Cour de justice des Communautés européennes 23 octobre 2003

PROPRIÉTÉ INTELLECTUELLE
Marque - Marque communautaire - Règlement (CE) N° 40/94 - Motif absolu de refus d'enregistrement - Caractère Distinctif - Marques composées exclusivement de signes ou d'indications descriptifs
Siég.: V. Skouris (président), P. Jann, C.W.A. Timmermans,C. Gulmann, J. N. Cunha Rodrigues et A. Rosas (présidents de chambre), D.A.O. Edward, A. La Pergola, J.-P. Puissochet (rapporteur) et R. Schintgen, F. Macken et N. Colneric, et S. von Bahr (juges)
Avocat général: F.G. Jacobs

(Affaire C-191/01, 'Doublemint' [1])

1.Tout comme en son temps l'arrêt 'Baby Dry' (CJCE 20 septembre 2001), l'arrêt de la Cour de Justice des Communautés européennes du 23 octobre 2003 dans l'affaire 'Doublemint' était fort attendu. En effet, l'arrêt commenté a donné l'occasion à la Cour de se prononcer une nouvelle fois au sujet de l'interprétation exacte du motif absolu de refus d'enregistrement d'une marque inscrit à l'article 7, § 1, sous c) du règlement 40/94 relatif à la marque communautaire [2].

Cette interprétation était d'autant plus attendue que, dès son prononcé, l'arrêt Baby Dry a soulevé des questions et des critiques jusqu'au sein même de la cour (conclusions de l'avocat général Colomer du 31 janvier 2002 dans les affaires 'Biomild' (C-265/00) et 'Postkantoor' (C-363/99) [3].

L'occasion était également offerte à la cour de préciser dans quelle mesure les principes qu'elle avait dégagés dans l'affaire 'Windsurfing Chiemsee' [4] étaient compatibles avec le contenu de l'arrêt 'Baby Dry'.

2.Les faits ayant donné lieu à l'arrêt commenté sont les suivants:

Le 29 mars 1999, la société WM Wrigley GR Company (ci- après 'Wrigley') a présenté auprès de l'OHMI une demande d'enregistrement à titre de marque verbale du vocable 'Doublemint' comme marque communautaire pour divers produits et, en particulier, pour de la gomme à mâcher.

Après avoir essuyé le rejet de la demande par l'examinateur de l'Office et la confirmation de ce rejet par décision du 16 juin 1999 de la 1ère chambre de recours de l'OHMI, Wrigley a introduit, le 1er septembre 1999, un recours devant le Tribunal de première instance.

Dans l'arrêt prononcé le 31 janvier 2001, et qui a fait l'objet du pourvoi dans l'arrêt annoté, le Tribunal a relevé que l'adjectif 'double' a un caractère inaccoutumé et que combiné avec le mot 'mint', cet adjectif a deux significations distinctes pour le consommateur potentiel: 'deux fois plus de menthe que la normale' ou 'ayant la saveur de deux sortes de menthe'. En outre, 'mint' étant un terme générique qui inclut divers types de menthe, le tribunal en a conclu que le vocable 'doublemint' recouvre de nombreuses significations qui privent ainsi ce signe de toute fonction descriptive, au sens de l'article 7, § 1 sous c) du règlement n° 40/94.

◇ ◇ ◇ ◇ ◇ ◇ ◇

Consignes de l'exercice:
**1.** Relevez chacune des lignes de données contenant le mot « brown ».
**2.** Poursuivez le commentaire de l'arrêt « Doublemint » à partir de son dernier passage.
Le texte et les lignes de données n'ont aucun rapport entre eux.

Entrées de données recueillies
◇ ◇ ◇ ◇ ◇ ◇ ◇

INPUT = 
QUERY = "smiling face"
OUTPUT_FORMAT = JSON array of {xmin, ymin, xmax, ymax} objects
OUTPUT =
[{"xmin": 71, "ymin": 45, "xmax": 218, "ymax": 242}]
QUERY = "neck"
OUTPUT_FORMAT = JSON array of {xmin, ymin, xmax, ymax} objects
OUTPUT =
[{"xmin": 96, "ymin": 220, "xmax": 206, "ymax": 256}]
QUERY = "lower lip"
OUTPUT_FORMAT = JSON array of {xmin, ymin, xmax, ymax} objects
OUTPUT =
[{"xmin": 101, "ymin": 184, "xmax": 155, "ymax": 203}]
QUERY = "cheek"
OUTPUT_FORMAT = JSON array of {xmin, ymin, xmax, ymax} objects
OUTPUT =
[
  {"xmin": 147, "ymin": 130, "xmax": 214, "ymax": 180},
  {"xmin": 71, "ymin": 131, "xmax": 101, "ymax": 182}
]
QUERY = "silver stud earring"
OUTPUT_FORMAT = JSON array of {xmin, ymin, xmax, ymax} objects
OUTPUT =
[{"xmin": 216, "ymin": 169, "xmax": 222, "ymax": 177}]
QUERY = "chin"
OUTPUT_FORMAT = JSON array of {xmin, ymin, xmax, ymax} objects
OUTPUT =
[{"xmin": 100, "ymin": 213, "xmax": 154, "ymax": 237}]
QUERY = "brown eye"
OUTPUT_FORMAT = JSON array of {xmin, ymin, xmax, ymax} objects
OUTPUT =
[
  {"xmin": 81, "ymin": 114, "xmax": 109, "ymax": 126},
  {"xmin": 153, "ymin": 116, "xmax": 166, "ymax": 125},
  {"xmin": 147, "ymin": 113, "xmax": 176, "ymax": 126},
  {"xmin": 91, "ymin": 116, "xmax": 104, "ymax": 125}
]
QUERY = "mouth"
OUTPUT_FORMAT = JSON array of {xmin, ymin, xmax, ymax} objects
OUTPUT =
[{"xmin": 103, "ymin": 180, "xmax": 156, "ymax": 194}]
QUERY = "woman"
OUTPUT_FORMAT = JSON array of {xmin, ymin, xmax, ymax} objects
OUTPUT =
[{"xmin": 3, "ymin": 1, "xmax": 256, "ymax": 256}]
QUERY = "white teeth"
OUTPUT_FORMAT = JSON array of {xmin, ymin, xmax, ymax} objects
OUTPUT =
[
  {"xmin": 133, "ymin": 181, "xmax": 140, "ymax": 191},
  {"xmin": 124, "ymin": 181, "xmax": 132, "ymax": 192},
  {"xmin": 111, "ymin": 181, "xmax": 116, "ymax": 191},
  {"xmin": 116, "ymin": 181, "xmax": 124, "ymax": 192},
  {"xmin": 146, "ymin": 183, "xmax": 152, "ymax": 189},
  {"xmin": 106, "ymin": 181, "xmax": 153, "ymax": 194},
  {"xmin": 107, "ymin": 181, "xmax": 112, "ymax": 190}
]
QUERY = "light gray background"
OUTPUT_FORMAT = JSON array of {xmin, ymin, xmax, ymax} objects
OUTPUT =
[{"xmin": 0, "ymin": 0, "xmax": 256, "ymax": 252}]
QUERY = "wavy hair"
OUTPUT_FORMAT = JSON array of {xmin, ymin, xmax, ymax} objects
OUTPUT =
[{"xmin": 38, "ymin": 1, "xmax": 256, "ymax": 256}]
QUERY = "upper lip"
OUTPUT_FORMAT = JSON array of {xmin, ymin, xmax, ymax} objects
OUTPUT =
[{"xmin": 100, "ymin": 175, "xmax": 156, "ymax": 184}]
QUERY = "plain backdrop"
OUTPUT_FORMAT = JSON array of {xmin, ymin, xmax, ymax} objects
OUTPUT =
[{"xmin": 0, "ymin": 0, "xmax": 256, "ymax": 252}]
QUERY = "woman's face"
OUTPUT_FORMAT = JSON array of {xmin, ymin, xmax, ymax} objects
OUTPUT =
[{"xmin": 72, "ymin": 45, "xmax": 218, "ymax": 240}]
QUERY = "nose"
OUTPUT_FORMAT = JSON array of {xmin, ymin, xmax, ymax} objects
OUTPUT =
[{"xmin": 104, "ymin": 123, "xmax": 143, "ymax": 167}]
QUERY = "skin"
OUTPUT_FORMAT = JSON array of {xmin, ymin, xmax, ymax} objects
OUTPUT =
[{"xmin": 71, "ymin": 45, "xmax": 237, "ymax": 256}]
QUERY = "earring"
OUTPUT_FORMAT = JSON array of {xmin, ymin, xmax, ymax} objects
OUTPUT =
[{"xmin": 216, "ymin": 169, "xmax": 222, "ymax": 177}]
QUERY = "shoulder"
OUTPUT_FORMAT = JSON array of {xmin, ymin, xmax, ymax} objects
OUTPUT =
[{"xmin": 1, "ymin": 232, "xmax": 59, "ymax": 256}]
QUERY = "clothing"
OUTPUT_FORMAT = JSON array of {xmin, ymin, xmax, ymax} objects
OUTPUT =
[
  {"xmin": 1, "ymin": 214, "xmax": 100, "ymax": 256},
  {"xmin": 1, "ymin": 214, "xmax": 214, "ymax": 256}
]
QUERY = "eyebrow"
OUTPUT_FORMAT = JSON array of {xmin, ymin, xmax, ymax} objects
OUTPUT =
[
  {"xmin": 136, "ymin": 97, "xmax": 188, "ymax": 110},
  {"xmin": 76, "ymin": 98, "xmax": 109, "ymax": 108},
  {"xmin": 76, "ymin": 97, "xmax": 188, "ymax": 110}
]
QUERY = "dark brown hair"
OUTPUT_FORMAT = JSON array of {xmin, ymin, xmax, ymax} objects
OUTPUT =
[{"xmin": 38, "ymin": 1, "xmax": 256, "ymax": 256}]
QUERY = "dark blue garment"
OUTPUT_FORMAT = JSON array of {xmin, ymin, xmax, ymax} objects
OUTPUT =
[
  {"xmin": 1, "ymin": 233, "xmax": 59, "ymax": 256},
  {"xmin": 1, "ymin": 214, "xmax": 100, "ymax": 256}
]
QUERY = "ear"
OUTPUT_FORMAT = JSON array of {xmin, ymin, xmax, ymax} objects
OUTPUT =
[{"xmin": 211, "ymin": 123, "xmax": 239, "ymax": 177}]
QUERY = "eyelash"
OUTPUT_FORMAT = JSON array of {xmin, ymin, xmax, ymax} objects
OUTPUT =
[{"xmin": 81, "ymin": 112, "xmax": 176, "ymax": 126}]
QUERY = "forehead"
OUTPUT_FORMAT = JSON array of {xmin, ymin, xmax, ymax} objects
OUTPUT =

◇ ◇ ◇ ◇ ◇ ◇ ◇

Réponses attendues:
**1.**
QUERY = "brown eye"
QUERY = "dark brown hair"

**2.**
Le tribunal a jugé en conséquence que 'doublemint' ne saurait être qualifié d'exclusivement descriptif et, dès lors, il a annulé la décision attaquée.

Le 20 avril 2001, l'OHMI a introduit devant la Cour de Justice un pourvoi contre cet arrêt.

3.Dans des conclusions présentées le 10 avril 2003, l'avocat général Jacobs a fourni à nouveau, comme cela avait été le cas dans l'affaire Baby Dry, une admirable synthèse du débat relatif à l'interprétation exacte de l'article 7, § 1 sous c) du règlement sur la marque communautaire.

4.Il relève tout d'abord que le raisonnement du Tribunal de première instance semble 'présenter deux failles qui rendent difficile la confirmation de l'arrêt attaqué' (Conclusions, p. 7).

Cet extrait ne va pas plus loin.